►

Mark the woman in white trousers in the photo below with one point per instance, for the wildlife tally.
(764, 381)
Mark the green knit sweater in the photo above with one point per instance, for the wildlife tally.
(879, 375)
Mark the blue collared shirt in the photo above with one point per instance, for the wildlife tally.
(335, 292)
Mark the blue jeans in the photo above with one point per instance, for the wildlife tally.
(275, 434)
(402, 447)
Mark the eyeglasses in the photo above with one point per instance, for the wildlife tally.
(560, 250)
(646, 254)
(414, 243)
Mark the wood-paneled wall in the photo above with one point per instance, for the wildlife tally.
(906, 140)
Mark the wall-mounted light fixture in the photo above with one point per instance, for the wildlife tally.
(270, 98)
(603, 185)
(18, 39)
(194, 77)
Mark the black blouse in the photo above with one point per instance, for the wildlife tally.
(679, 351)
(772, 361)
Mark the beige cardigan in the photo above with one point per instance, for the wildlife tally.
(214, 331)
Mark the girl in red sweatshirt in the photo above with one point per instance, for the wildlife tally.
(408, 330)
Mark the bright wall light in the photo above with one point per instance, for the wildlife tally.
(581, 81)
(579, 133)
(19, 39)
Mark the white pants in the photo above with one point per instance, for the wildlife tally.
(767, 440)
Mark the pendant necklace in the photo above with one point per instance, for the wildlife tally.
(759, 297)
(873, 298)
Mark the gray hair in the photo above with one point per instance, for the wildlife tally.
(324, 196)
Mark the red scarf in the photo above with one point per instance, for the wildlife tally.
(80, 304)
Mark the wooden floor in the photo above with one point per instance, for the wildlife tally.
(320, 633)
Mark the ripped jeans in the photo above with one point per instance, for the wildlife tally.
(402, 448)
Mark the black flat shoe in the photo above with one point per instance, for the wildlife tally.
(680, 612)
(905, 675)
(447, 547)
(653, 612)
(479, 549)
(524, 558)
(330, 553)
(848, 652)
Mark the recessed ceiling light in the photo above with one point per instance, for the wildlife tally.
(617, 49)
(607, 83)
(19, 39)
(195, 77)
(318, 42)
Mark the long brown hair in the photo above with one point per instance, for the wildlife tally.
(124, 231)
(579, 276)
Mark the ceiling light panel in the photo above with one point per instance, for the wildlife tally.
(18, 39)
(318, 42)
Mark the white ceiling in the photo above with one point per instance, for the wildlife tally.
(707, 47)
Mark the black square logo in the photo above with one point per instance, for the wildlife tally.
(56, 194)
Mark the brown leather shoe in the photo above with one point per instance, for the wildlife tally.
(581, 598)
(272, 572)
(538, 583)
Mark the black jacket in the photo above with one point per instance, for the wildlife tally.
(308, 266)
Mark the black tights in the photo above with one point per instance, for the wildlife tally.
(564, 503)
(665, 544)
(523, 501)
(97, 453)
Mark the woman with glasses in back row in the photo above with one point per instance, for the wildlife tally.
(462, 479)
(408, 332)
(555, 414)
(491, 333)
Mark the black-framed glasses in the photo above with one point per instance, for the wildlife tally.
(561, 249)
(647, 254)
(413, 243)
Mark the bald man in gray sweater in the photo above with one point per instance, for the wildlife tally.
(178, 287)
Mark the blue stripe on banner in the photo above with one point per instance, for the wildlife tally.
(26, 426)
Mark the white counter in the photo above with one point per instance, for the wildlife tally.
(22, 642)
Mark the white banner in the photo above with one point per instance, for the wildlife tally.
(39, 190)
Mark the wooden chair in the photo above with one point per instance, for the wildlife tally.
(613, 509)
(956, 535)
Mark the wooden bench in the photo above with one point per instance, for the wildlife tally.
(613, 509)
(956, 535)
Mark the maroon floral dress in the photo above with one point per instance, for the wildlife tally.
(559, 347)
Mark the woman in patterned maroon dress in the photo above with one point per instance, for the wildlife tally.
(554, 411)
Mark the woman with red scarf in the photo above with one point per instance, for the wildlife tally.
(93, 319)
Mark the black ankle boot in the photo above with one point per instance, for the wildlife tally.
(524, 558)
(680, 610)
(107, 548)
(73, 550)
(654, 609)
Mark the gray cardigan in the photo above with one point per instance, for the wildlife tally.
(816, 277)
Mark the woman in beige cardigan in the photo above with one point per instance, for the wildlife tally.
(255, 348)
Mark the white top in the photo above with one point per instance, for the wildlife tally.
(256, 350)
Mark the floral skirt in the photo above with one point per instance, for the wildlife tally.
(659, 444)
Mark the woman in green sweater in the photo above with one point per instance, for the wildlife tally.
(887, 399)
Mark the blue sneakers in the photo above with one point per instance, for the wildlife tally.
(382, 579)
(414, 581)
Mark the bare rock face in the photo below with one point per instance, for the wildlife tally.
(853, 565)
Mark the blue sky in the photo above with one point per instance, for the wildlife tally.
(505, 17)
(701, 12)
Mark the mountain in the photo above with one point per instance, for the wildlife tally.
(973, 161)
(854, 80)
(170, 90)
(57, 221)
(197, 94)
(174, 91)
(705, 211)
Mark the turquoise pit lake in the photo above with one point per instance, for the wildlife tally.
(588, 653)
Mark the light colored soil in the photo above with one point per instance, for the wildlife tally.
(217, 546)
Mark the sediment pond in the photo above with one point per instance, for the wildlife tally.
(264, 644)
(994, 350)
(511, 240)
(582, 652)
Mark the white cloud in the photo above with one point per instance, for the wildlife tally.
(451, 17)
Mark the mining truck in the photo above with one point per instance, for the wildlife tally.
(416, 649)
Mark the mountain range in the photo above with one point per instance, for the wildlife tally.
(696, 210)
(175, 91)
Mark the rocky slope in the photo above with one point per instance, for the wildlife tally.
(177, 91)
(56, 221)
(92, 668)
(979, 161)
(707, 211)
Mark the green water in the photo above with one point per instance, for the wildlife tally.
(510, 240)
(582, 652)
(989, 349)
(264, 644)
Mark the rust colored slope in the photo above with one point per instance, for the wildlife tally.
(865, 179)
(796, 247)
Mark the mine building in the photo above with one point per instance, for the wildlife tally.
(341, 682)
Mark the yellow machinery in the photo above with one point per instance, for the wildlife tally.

◄

→ **THE PROBLEM**:
All of the data above should be written out again word for word.

→ **TASK RESPONSE**:
Mark the woman in white trousers in the photo below with one point per instance, for the wildlife tally.
(764, 381)
Mark the green knit sweater in the photo above with one point per instance, for the wildlife tally.
(879, 375)
Mark the blue collared shirt in the photo above with one point per instance, for the wildlife tally.
(335, 292)
Mark the blue jeans in the photo above with one point per instance, for the wildlife tally.
(275, 434)
(402, 447)
Mark the eyeglasses in the photo above with one point per instance, for the wildlife tally.
(560, 250)
(646, 254)
(414, 243)
Mark the wood-paneled wall in the photo above with one point per instance, for the wildlife tally.
(906, 140)
Mark the wall-mounted light fixture in the photo above with one point per instance, for the wildlife tally.
(270, 98)
(603, 185)
(18, 39)
(194, 77)
Mark the black blouse in the photo above with one point per instance, for the wildlife tally.
(679, 351)
(772, 361)
Mark the beige cardigan in the photo above with one point per instance, for the wildlife tally.
(214, 331)
Mark the girl in red sweatshirt in the photo above with one point per instance, for the wildlife tally.
(408, 330)
Mark the bright wall light in the photo above with one point per instance, for the wildlife tally.
(581, 81)
(579, 133)
(19, 39)
Mark the white pants in the photo above with one point per instance, for the wildlife tally.
(767, 440)
Mark the pendant necklace in the photo above with one point per instance, for the wildlife tally.
(759, 297)
(873, 298)
Mark the gray hair in the photo above with one point per instance, for the wildlife tally.
(324, 196)
Mark the red scarf in the photo above with one point per instance, for the wildlife tally.
(80, 304)
Mark the wooden floor in the photo above with one point per instance, for the wildlife tally.
(320, 633)
Mark the ripped jeans in the photo above with one point per instance, for the wildlife tally.
(402, 448)
Mark the black flat shoe in the photo above with one point per instance, for the wildlife tally.
(680, 612)
(905, 675)
(447, 547)
(653, 612)
(479, 549)
(524, 558)
(330, 553)
(848, 652)
Mark the recessed ceiling light in the photo above with one point per instance, for the wildlife tally.
(617, 49)
(607, 83)
(19, 39)
(195, 77)
(318, 42)
Mark the long brown hair in the photo above with one point per instance, for the wildlife tally.
(124, 231)
(579, 276)
Mark the ceiling light panel in the photo above with one point per instance, for the wildlife tally.
(18, 39)
(318, 42)
Mark the white ceiling in the photo above with one point per instance, for the wildlife tally.
(707, 47)
Mark the black square logo in the photo above with one point per instance, for the wildlife tally.
(56, 194)
Mark the brown leather shoe in the photo above with one point per instance, for the wildlife tally.
(581, 598)
(272, 572)
(538, 583)
Mark the black jacket in the photo above with one point per instance, for the wildlife tally.
(308, 266)
Mark the black tights in the photo above with one point per instance, for the wildlife tally.
(564, 503)
(665, 544)
(523, 501)
(97, 453)
Mark the woman with glasses in back row in the photo above with one point per instance, for the wildlife tally.
(462, 479)
(408, 332)
(555, 414)
(491, 333)
Mark the black-framed glasses in the photo above with one point per instance, for the wildlife tally.
(561, 249)
(647, 254)
(413, 243)
Mark the bald man in gray sweater in the photo above with one point per instance, for the wildlife tally.
(178, 287)
Mark the blue stripe on banner in the photo above with one point per instance, for the wildlife tally.
(26, 426)
Mark the white counter in the photo above with one point per instance, for the wildlife tally.
(22, 642)
Mark the white banner in the photo above with one point per instance, for the wildlife tally.
(39, 190)
Mark the wooden chair in the photo above with one point per instance, for the wildlife tally.
(613, 509)
(956, 535)
Mark the wooden bench in the photo above with one point per instance, for the wildlife tally.
(613, 509)
(956, 535)
Mark the maroon floral dress in the photo above with one point per instance, for the wildlife tally.
(559, 347)
Mark the woman in patterned maroon dress in the photo above with one point per instance, for the wildlife tally.
(554, 411)
Mark the woman with red scarf in the photo above with one point per instance, for the wildlife tally.
(93, 319)
Mark the black ankle boot in the photo above with one point per instance, for the wildlife tally.
(524, 558)
(680, 610)
(107, 548)
(73, 550)
(654, 609)
Mark the gray cardigan in the photo above with one point per instance, for the wildlife tally.
(816, 277)
Mark the woman in beige cardigan in the photo above with one point per instance, for the wildlife tally.
(255, 348)
Mark the white top in the photo above with one point per instance, for the wildlife tally.
(256, 350)
Mark the floral skirt in the photo above with one point per instance, for the wildlife tally.
(659, 444)
Mark the woman in green sweater in the photo above with one point per instance, for the wildlife tally.
(887, 399)
Mark the blue sneakers in the photo above with one point per instance, for the wildlife tally.
(382, 579)
(414, 581)
Mark the bare rock face in the photo below with one point per instance, for the wildlife tally.
(853, 565)
Mark the blue sky in the photo above with one point per instance, for the wildlife tally.
(505, 17)
(701, 12)
Mark the mountain in the photo above with one point per instance, for the wildlife tally.
(973, 161)
(854, 80)
(170, 90)
(57, 221)
(197, 94)
(174, 91)
(705, 211)
Mark the turquoise pit lake in the photo above with one point per instance, for the wildlife tally.
(588, 653)
Mark the light colored soil in the photo above with one point per instance, for the wildlife tally.
(217, 546)
Mark the sediment pond in the photo above with one point per instance, for the wildlife tally.
(264, 644)
(994, 350)
(511, 240)
(582, 652)
Mark the white cloud in the photo above with one point per instance, for the wildlife tally.
(451, 17)
Mark the mining truck in the photo above with one point per instance, for the wildlife tally.
(416, 649)
Mark the mountain range in the photo above with one point per instance, for the wildlife tally.
(696, 210)
(175, 91)
Mark the rocky slope in the photo above with one point per instance, for the wildlife tally.
(177, 91)
(56, 221)
(92, 668)
(979, 161)
(707, 211)
Mark the green water in the photo above with one point per instance, for the wildlife tally.
(510, 240)
(582, 652)
(989, 349)
(264, 644)
Mark the rust colored slope in the photo above with one point per instance, for the wildlife tally.
(865, 179)
(796, 247)
Mark the mine building in the photo above with one point per instance, for the wildlife tally.
(341, 682)
Mark the yellow machinery in the photo above with one point per instance, for the wildlife tally.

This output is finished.